PROBLEM STATEMENT
Provide again, from the entries below, every line from the one containing "Locate the cat's right" through the one containing "Locate the cat's eye", exactly as written, and no other line.

Saved entries
*** Block opens ***

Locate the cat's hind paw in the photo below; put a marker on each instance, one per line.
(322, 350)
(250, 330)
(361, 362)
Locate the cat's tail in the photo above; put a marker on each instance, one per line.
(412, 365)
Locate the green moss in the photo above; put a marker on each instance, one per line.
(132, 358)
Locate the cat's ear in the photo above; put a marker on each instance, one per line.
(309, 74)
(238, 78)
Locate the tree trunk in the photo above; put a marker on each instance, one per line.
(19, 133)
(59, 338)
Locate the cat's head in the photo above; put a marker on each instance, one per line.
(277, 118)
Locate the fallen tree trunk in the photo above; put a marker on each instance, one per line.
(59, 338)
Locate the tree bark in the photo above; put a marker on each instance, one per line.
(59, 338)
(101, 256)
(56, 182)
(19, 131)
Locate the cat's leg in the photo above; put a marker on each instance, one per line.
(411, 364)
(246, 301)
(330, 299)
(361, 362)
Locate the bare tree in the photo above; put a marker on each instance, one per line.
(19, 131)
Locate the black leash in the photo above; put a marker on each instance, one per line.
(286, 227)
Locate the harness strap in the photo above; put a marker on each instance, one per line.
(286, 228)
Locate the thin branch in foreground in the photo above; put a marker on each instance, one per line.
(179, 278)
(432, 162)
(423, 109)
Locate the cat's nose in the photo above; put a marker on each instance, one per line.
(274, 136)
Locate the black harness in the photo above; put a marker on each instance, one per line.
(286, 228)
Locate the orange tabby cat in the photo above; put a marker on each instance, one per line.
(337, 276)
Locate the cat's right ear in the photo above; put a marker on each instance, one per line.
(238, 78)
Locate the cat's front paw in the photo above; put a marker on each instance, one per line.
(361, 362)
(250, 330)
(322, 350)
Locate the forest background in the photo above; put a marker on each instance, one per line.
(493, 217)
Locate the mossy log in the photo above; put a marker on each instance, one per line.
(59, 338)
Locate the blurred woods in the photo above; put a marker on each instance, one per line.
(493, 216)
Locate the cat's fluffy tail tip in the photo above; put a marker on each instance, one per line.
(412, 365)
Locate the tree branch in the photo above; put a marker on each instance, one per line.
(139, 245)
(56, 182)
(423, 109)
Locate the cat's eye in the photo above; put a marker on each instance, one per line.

*** Block closes ***
*** Block opens ***

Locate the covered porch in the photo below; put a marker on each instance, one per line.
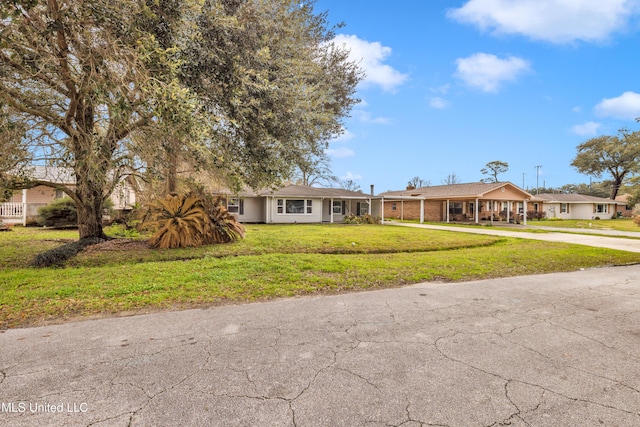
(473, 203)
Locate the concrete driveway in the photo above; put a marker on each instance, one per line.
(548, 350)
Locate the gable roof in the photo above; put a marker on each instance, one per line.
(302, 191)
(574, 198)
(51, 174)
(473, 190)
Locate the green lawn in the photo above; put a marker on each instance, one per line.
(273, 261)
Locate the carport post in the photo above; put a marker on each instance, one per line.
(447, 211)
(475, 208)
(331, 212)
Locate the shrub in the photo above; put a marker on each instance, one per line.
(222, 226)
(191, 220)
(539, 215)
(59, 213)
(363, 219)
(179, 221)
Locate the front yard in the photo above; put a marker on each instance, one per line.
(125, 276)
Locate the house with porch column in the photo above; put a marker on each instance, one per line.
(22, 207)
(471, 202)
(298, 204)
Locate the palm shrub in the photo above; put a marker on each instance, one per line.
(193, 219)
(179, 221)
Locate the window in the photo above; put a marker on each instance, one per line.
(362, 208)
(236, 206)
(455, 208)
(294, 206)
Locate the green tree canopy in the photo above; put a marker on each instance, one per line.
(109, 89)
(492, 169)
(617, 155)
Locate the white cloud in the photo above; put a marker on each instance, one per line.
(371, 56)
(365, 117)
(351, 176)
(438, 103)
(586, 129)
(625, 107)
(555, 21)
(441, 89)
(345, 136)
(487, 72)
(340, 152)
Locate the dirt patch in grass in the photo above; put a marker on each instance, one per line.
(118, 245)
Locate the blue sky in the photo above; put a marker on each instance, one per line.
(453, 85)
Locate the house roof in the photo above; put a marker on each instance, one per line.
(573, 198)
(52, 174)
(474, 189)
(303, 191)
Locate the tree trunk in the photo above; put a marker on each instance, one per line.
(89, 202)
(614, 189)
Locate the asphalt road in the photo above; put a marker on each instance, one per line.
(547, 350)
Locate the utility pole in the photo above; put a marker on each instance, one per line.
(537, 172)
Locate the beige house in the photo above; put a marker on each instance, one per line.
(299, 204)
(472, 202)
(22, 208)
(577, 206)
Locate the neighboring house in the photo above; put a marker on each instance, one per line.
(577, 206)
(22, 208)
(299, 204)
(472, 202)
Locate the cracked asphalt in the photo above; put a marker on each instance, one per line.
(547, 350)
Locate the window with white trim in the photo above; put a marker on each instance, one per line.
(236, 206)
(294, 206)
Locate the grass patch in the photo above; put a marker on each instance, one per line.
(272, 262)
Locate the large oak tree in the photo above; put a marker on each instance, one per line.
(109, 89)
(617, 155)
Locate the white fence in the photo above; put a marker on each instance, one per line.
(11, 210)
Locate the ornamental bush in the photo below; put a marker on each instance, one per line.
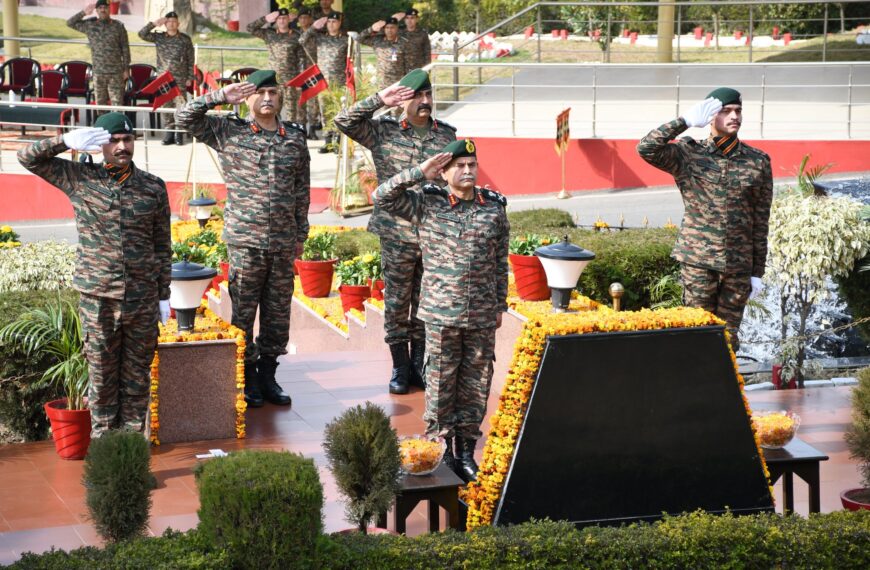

*** Block closes ***

YOUR RESPONSE
Locate the cat's right ear in the photo above; put a marker on each instance, one per line.
(238, 78)
Locate the cat's front paw in the photo above; put a marker on each instance, one per line.
(361, 362)
(250, 330)
(322, 350)
Locate the forest background in the photo above; put a marker on each instance, one per line.
(493, 217)
Locate the mossy log in the photo above; put a marker on each instance, one per line.
(59, 338)
Locate the blurred woods in the photo above; put a marker on each instance, one per line.
(493, 216)
Locate the cat's fluffy tail tip in the photo above; put a marker on each instance, one per line.
(412, 365)
Locate the tree branch in the photo above; put a marker on each instance, one per line.
(139, 245)
(56, 182)
(423, 109)
Locate the cat's eye in the photo above; put a marker on each instance, one per line.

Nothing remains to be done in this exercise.